**PROBLEM TO WORK ON:**
Return the records below from the line containing "the puppy's right" onward, exactly, through and including the last line.

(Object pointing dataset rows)
******

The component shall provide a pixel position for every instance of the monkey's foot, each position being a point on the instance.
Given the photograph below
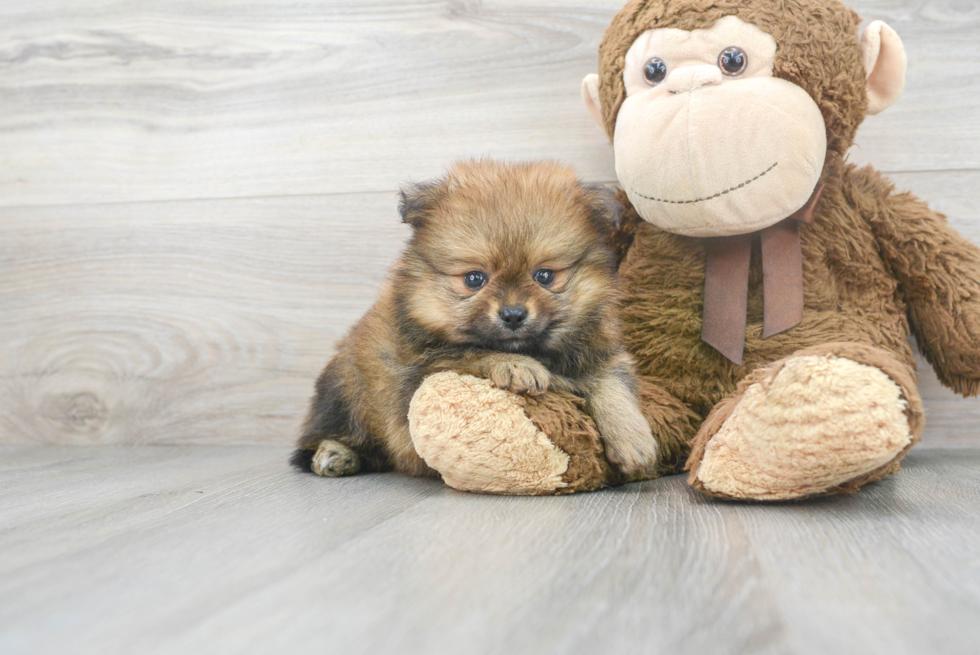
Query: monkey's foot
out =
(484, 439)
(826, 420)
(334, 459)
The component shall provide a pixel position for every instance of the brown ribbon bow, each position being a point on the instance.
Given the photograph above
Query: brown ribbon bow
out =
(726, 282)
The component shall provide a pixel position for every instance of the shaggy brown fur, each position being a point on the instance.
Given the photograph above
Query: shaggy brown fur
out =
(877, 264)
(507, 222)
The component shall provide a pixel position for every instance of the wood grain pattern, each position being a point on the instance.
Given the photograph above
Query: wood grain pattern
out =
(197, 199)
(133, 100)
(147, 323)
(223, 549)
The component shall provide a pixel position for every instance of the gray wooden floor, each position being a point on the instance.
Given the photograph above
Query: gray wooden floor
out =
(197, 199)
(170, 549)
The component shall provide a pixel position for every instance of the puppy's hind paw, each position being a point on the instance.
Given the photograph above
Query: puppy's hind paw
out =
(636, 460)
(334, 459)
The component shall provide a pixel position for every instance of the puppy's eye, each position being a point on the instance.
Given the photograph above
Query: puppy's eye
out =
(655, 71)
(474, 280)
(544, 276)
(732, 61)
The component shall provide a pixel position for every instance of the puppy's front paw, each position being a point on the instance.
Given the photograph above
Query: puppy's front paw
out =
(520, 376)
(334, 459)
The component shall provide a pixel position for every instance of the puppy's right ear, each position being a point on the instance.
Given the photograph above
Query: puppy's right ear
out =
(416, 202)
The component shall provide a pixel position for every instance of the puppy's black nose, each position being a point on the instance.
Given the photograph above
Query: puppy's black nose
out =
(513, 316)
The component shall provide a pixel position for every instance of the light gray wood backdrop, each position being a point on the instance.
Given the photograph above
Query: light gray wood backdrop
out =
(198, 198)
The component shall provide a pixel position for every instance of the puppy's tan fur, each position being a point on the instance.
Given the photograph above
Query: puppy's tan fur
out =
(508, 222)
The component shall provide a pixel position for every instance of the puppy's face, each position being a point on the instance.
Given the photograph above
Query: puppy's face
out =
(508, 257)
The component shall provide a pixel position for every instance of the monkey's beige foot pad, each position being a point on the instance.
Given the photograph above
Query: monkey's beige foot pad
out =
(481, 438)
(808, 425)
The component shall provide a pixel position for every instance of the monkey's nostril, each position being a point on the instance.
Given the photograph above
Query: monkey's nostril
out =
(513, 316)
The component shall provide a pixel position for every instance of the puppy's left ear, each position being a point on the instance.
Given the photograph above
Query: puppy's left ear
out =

******

**EXPECTED ANSWER:**
The component shall provide a pixel position for every instance of the puppy's right ear, each position being a point on the instance.
Given the photograph above
Query: puppy's right ear
out =
(416, 202)
The component shall provide a pixel position for every instance of the puppy's black nose, each position being a point on the instance.
Given the photograph above
Query: puppy's black nose
out =
(513, 316)
The component shall provide a pixel position for every instance of the light gray wood backdrop, each position being a point on the instance.
Given the photograph above
Query: light gray wood backdrop
out =
(198, 198)
The component shall provide a pixel position for every instance of the puppy's tan fur, each position being a point on the instance.
Given the photograph above
Query: puppy's tan fur
out =
(508, 222)
The component shall provide a pixel position for every instance of the puppy's face, each position being a point on the instance.
Given the photograph above
Query: puppy's face
out =
(508, 257)
The component shall provide a pixel position for every instance of the monkey's beige foot pad, each position being a point on the instance.
Given the photograph above
Query: monkey's beige foot pad
out =
(481, 438)
(808, 425)
The component shall provide a pixel position for every instance of the monkey's nostril, each position being a point on the instance.
Given the photograph above
Query: monkey's nostril
out =
(513, 316)
The component shall provide a pixel position for every instance of the puppy's left ear, each position being a point on the instance.
Given the photograph above
Query: puppy's left ear
out =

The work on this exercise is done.